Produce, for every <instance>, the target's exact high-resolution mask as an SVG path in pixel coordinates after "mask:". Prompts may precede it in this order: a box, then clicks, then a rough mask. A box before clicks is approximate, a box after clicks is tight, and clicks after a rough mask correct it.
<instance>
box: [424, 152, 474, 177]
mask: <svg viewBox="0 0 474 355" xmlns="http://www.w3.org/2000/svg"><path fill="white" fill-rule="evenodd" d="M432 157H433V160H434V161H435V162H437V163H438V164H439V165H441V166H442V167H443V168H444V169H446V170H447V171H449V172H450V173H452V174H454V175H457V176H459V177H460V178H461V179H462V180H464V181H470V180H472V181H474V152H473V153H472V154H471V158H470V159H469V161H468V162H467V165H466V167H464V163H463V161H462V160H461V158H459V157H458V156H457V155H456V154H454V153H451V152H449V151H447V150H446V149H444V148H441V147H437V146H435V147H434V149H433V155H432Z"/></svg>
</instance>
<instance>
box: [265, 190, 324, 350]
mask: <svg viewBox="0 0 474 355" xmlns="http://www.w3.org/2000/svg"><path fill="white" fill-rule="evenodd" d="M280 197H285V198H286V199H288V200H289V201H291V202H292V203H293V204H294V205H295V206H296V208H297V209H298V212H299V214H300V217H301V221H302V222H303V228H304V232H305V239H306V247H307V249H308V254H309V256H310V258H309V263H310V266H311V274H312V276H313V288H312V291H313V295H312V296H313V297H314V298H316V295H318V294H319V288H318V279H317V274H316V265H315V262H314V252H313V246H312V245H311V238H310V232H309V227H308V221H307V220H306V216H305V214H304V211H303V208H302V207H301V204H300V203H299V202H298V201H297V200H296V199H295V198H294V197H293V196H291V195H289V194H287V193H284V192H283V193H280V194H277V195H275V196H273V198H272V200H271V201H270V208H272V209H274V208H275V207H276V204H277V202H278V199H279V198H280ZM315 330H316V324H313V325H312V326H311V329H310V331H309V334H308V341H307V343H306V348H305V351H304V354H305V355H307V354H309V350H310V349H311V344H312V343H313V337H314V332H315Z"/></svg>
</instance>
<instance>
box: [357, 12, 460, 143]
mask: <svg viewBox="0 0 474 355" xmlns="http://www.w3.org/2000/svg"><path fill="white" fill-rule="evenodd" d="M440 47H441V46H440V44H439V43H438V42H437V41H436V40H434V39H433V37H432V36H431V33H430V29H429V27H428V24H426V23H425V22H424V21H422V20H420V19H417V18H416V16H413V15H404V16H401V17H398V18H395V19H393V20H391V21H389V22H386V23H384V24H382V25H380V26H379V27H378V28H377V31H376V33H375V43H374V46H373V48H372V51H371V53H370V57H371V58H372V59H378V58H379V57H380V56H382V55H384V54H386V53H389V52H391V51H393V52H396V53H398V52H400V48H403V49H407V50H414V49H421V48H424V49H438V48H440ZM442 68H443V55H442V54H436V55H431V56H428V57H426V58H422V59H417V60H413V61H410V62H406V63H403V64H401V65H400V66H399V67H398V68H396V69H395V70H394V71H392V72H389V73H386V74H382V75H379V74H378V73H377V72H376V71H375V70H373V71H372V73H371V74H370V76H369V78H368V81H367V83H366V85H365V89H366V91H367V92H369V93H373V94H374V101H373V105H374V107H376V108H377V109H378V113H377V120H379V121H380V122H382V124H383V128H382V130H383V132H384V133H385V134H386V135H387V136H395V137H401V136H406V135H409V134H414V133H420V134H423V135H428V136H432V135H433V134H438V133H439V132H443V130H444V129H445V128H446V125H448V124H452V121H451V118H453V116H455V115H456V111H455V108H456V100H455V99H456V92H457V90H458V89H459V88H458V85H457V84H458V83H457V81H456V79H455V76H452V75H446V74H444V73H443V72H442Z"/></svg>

--

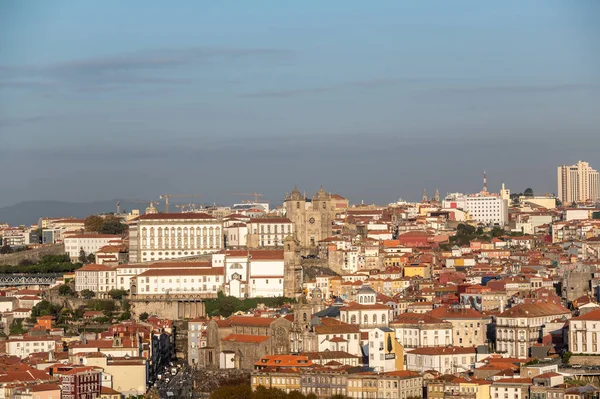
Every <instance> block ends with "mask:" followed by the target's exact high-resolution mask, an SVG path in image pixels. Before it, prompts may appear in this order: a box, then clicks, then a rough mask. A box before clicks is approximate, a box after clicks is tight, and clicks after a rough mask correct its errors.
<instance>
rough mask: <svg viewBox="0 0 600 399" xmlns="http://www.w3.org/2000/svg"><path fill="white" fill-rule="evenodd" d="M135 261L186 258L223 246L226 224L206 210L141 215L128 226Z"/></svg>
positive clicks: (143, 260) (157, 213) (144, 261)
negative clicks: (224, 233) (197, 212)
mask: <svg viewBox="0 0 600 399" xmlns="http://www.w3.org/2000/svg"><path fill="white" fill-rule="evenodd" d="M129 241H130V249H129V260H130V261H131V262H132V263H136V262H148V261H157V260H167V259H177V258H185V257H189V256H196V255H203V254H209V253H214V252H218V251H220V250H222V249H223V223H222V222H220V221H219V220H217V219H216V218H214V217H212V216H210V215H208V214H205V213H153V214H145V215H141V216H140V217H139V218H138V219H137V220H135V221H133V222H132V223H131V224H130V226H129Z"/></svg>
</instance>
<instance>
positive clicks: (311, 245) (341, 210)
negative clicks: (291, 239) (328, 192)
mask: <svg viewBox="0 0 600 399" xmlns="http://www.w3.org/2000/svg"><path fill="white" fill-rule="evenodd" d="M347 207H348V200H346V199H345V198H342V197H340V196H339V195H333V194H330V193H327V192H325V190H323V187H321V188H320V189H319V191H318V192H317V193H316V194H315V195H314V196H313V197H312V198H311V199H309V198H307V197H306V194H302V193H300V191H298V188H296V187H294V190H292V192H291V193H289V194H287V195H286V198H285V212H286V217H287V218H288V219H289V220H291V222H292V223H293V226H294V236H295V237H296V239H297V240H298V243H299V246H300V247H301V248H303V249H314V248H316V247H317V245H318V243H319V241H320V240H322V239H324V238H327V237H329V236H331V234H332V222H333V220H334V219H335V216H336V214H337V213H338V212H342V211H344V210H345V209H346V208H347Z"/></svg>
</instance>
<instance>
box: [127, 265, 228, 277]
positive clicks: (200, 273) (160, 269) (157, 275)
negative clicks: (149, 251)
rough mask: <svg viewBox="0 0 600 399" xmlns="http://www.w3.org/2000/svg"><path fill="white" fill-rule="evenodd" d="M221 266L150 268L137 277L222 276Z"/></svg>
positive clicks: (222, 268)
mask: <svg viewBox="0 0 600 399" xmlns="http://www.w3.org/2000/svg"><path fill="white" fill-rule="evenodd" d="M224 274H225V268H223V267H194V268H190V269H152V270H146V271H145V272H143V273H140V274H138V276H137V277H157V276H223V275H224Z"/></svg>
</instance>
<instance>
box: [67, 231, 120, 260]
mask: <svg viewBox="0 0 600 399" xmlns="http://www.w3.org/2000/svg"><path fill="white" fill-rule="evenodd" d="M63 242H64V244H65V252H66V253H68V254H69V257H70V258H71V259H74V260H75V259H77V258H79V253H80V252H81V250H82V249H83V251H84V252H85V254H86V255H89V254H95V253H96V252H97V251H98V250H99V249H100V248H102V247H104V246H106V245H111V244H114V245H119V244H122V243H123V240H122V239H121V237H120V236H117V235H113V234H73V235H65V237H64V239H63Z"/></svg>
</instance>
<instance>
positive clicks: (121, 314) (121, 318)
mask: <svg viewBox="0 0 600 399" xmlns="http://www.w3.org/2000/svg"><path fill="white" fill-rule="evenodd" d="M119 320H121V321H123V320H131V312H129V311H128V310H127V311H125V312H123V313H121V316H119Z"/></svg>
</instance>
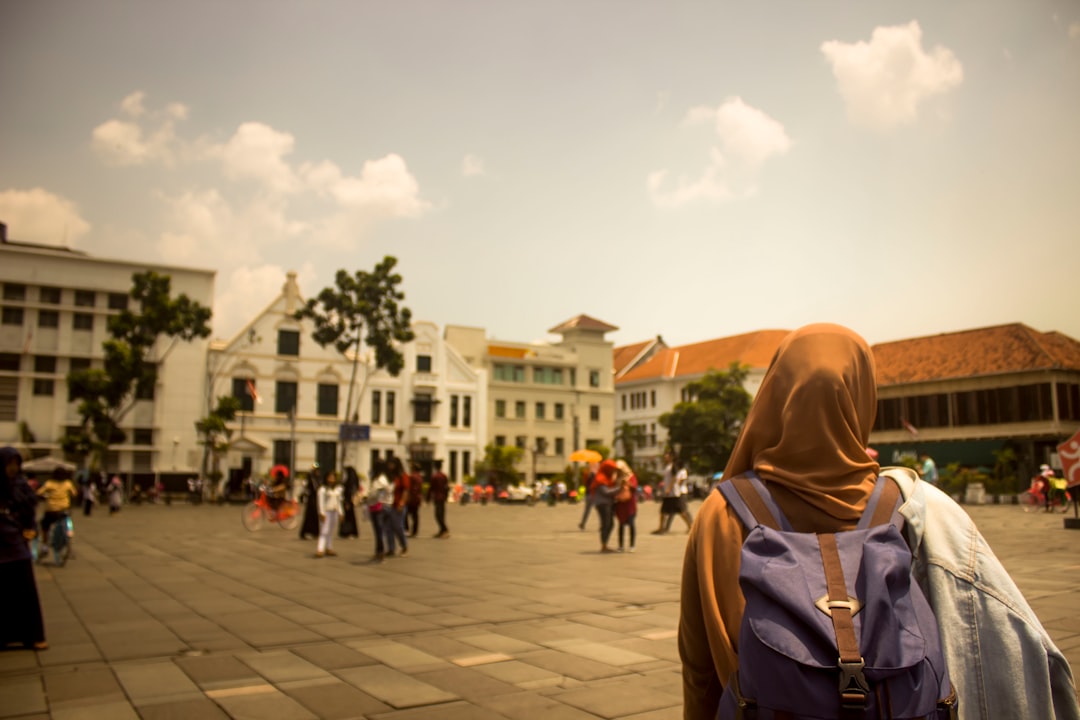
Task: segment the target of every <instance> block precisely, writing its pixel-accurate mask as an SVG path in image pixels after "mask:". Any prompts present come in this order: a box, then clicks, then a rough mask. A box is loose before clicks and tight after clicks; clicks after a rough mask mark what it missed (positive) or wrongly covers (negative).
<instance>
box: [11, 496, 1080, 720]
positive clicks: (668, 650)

▸ **Problem requirements**: Reproduce the records above verbatim, beginning at the line that contains "Produce, for every" and stopping after the line that contains "box: [424, 152, 474, 177]", both included.

▸ **Finished exercise**:
Produce, for every <instance>, the target's exact high-resolution mask as an SVG path in pixel coordinates after "mask:". Prompts may precede it in this order: a box, then clicks, then a rough mask. A box before clicks is approximate, a box after clicks is tight, and clicks after a rough mask correct it.
<instance>
box: [424, 152, 474, 177]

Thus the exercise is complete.